> _DATASET ENTRIES_

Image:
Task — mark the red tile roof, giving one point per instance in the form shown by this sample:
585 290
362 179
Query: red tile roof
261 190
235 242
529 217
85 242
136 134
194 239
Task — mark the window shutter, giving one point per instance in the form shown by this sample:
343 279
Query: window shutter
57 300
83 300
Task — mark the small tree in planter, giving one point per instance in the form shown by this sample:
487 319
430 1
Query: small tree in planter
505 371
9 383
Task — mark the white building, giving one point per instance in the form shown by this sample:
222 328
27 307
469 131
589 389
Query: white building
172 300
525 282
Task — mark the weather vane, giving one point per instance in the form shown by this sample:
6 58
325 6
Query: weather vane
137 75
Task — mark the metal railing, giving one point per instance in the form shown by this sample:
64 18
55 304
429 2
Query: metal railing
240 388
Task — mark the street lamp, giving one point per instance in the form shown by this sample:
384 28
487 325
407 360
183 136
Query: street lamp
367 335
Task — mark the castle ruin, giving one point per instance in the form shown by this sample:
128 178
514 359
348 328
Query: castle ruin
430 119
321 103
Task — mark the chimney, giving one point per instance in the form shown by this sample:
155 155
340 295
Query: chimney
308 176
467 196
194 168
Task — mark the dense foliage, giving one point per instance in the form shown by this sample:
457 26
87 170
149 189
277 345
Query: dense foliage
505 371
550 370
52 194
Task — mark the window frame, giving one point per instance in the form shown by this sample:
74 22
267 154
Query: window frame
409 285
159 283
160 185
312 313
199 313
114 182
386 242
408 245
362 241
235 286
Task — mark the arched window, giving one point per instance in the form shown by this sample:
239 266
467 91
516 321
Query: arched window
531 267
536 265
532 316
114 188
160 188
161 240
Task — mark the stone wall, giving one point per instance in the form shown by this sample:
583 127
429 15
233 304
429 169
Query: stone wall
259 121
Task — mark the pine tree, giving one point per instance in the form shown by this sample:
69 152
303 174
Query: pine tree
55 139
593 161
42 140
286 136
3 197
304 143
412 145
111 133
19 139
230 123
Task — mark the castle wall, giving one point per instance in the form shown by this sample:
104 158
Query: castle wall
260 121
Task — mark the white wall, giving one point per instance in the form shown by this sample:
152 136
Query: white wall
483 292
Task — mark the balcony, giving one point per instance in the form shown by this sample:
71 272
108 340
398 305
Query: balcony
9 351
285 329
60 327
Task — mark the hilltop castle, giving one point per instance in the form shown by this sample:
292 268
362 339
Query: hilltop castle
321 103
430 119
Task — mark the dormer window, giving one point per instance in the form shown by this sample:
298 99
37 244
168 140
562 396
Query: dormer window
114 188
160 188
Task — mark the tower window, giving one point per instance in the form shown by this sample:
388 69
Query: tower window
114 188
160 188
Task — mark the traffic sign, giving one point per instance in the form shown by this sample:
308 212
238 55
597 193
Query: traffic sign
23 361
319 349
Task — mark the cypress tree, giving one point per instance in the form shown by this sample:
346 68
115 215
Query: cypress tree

> _WHAT TO WORK ON_
Work out how many lines of the listing above include "cypress"; the reply is that number alone.

> _ANSWER FOR THIS EXERCISE_
2